▶ **Problem to solve**: Please state how many lines of the data contain "lamp". The number by itself is enough.

[Records from a data source]
····················
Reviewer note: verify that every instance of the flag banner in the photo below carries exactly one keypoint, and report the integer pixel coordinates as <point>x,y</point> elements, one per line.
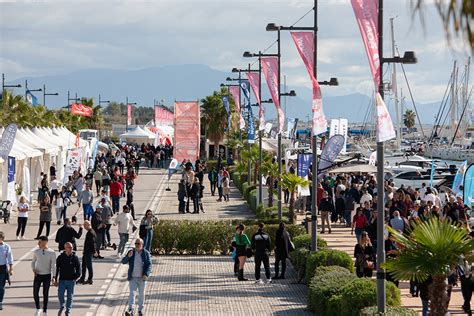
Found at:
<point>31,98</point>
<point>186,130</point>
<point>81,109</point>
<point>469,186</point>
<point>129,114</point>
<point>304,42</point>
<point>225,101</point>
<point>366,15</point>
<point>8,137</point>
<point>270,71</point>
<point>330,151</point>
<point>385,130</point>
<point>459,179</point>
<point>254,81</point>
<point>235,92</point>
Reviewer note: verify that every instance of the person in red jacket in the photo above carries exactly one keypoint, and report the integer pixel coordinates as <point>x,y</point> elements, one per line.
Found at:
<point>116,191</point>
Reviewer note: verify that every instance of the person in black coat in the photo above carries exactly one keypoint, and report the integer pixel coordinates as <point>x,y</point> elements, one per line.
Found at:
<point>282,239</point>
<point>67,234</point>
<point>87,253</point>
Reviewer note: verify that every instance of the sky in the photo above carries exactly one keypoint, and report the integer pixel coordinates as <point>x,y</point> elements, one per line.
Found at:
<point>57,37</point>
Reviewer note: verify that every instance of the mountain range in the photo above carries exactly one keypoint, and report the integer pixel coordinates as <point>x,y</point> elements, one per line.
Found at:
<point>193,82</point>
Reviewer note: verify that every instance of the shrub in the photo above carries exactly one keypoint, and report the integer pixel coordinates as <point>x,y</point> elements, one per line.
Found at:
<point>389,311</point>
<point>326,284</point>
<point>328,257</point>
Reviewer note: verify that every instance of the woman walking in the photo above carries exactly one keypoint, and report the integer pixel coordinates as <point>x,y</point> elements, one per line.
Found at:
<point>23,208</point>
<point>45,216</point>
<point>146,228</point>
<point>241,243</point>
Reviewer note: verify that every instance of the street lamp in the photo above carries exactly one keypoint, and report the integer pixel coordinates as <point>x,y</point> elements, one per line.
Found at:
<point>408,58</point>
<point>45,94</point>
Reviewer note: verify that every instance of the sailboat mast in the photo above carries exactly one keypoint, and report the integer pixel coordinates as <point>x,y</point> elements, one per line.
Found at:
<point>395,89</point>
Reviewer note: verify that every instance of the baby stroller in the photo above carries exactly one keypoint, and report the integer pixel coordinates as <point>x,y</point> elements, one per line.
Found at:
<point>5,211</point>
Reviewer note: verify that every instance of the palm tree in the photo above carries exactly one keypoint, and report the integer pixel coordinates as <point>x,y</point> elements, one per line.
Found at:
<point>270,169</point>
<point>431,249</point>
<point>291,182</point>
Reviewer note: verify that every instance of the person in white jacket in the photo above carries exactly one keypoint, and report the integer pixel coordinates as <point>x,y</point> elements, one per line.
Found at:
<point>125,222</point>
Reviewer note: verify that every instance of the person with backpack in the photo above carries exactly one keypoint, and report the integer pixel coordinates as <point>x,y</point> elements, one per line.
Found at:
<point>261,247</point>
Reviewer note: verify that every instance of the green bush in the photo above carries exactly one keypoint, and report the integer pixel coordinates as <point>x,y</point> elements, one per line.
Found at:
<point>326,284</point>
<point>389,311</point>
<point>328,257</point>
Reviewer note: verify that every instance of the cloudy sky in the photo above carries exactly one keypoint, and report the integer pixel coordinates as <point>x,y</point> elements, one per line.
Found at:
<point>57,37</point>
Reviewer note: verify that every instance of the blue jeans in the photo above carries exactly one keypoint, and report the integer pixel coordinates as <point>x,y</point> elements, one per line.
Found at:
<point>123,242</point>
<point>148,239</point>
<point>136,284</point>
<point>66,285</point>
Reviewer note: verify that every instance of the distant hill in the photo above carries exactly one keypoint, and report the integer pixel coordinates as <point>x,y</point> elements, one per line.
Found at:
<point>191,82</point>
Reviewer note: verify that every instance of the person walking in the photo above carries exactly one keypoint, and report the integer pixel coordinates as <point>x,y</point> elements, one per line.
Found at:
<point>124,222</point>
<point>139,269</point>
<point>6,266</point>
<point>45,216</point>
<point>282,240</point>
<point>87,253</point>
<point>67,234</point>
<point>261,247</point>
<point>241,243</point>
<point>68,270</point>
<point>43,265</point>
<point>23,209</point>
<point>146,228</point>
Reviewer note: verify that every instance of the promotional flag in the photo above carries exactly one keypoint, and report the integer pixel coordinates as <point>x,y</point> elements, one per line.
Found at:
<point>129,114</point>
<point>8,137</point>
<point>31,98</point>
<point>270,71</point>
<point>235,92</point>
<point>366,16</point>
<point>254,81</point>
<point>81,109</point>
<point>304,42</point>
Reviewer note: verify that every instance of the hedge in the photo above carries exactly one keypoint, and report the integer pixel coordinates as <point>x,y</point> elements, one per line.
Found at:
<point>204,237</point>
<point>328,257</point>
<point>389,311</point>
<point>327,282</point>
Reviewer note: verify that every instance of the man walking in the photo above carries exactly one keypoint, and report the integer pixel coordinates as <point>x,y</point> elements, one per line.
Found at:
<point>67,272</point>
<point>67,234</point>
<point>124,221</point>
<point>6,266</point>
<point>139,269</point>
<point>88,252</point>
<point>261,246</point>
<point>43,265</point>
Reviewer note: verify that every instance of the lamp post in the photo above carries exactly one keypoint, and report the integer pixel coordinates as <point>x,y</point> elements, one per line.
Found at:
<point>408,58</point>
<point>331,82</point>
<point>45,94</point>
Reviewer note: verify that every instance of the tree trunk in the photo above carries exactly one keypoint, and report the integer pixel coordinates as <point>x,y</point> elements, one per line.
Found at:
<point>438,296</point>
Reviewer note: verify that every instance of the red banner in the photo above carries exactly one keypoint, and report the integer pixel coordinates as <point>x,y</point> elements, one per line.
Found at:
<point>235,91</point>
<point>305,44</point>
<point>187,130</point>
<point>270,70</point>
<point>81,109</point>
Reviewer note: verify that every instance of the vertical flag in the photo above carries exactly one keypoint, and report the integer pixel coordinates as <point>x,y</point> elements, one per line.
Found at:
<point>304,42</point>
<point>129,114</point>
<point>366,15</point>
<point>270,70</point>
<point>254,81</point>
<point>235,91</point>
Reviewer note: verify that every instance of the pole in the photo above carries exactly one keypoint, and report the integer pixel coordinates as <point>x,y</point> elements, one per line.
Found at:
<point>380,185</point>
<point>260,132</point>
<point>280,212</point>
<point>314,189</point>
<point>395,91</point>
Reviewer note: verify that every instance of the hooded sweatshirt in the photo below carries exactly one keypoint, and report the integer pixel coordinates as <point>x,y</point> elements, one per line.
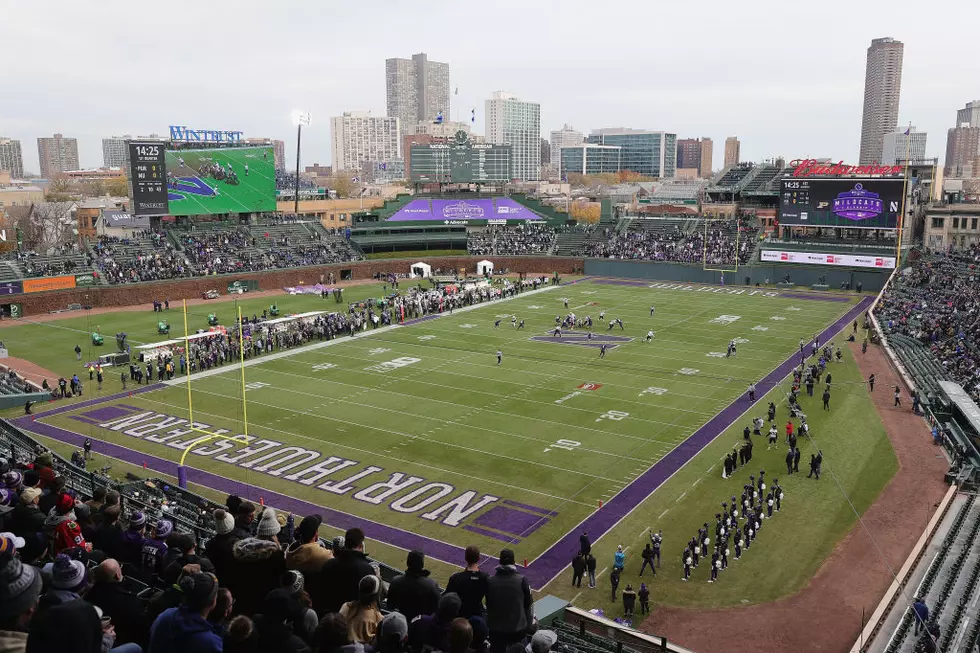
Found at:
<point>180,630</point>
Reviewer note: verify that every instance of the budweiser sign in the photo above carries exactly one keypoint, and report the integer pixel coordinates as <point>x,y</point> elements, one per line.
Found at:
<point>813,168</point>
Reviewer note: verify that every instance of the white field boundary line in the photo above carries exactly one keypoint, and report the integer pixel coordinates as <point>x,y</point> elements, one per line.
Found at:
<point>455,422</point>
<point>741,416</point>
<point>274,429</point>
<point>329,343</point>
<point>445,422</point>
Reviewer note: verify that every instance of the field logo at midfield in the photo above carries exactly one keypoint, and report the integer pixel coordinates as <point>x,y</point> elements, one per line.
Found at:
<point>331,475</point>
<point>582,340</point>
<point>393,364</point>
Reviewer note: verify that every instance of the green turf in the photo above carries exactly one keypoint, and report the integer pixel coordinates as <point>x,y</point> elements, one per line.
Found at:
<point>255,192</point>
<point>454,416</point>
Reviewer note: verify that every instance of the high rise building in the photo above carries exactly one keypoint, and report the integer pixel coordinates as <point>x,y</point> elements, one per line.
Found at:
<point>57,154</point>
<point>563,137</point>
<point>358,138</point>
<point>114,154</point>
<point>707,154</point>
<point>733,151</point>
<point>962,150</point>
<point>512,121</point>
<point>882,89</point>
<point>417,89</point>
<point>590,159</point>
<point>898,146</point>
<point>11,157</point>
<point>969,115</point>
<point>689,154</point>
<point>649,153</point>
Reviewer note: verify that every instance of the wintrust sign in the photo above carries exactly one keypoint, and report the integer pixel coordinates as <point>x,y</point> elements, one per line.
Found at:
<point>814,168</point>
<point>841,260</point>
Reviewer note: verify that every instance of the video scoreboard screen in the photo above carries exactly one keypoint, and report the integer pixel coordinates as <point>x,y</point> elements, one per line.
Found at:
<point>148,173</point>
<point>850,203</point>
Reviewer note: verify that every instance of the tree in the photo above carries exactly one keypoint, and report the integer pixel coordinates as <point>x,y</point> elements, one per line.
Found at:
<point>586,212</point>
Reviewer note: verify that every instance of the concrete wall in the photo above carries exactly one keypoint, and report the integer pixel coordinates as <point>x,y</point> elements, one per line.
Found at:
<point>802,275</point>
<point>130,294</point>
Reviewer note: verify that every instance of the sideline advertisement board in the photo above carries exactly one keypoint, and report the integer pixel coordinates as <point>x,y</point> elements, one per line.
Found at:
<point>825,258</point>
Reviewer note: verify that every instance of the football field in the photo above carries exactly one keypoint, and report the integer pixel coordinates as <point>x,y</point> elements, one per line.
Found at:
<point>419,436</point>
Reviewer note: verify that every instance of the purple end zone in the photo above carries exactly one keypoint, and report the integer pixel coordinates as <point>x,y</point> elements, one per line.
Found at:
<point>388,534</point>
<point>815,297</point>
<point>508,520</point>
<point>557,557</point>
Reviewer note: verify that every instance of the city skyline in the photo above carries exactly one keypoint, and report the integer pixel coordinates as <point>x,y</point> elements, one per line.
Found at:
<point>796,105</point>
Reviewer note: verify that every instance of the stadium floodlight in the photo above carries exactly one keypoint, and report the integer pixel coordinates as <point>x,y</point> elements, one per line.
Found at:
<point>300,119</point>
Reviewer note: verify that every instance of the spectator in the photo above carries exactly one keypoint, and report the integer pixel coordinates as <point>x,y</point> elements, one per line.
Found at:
····················
▶ **Exercise response**: 2